_Work required_
Report, from the records below, every line where the word "grey" appears.

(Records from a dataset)
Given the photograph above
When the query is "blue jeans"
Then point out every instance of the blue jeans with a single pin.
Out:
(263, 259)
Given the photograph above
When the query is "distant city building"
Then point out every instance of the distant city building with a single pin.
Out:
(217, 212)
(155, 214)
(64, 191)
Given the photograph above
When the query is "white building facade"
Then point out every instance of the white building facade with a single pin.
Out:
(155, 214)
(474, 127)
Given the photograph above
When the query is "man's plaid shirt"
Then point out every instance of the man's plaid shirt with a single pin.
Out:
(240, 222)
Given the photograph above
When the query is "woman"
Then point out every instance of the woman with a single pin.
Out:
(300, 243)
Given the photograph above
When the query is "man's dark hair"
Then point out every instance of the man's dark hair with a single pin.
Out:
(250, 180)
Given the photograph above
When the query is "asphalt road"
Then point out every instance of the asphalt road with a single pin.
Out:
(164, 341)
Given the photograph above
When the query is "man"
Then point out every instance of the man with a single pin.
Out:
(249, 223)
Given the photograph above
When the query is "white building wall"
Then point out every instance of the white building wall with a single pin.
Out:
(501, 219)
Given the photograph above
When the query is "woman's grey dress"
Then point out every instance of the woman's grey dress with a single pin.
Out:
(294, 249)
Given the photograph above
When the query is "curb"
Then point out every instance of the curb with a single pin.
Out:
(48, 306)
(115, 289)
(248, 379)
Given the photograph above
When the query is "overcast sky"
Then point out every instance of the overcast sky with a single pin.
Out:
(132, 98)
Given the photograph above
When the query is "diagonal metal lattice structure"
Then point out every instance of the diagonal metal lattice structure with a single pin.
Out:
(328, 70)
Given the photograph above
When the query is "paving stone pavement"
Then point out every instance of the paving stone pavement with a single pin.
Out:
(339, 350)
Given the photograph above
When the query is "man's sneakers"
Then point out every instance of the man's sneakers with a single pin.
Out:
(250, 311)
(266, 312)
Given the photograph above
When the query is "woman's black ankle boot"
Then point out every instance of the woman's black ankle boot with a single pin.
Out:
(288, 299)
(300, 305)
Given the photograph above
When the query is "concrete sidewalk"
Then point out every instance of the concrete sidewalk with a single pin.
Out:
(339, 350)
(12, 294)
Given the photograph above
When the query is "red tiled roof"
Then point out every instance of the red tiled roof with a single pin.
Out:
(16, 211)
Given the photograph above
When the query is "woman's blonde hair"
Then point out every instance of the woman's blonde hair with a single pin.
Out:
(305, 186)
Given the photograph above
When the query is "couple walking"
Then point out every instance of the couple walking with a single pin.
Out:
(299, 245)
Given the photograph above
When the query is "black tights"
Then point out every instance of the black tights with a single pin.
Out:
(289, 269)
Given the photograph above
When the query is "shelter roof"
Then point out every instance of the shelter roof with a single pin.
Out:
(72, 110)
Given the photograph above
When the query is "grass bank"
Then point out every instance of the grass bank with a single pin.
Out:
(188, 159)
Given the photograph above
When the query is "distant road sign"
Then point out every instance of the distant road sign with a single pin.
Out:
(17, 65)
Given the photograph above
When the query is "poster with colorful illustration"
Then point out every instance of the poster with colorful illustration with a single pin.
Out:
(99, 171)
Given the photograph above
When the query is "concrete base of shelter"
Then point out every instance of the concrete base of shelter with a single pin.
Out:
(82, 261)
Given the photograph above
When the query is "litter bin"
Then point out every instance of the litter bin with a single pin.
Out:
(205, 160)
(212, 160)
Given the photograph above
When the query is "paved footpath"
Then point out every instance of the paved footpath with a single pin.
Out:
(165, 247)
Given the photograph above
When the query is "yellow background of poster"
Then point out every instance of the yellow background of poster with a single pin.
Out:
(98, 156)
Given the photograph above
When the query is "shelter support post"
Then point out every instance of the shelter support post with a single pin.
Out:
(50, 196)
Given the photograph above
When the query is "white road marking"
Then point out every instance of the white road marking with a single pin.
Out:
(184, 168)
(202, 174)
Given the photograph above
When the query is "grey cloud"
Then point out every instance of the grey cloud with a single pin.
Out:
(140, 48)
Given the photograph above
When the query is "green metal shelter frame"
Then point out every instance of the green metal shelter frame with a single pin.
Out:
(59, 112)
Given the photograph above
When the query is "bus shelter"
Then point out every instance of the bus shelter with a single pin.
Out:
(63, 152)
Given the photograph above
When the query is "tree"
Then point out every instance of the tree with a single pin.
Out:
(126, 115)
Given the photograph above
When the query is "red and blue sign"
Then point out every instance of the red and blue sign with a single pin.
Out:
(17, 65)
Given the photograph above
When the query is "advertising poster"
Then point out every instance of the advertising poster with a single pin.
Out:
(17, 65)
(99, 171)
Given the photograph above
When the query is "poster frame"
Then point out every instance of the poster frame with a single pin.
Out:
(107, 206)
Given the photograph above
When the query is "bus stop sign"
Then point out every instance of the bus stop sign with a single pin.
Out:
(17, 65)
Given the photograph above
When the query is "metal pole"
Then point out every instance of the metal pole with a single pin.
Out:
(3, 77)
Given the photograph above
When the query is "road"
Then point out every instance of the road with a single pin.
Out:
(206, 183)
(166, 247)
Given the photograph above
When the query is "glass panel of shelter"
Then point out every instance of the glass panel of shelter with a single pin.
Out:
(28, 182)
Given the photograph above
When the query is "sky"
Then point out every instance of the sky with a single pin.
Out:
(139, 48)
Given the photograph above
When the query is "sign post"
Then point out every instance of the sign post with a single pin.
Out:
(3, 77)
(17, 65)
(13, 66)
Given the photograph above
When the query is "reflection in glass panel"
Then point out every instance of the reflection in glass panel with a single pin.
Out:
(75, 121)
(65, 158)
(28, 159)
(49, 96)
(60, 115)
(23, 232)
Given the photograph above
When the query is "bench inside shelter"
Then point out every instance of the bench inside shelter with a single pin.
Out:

_Solution_
When the query is "woman's grey dress"
Then point out every instance of the woman's grey dress with a single pin.
When the query is "grey cloud"
Then point out every instance of the grey cloud with a single pin.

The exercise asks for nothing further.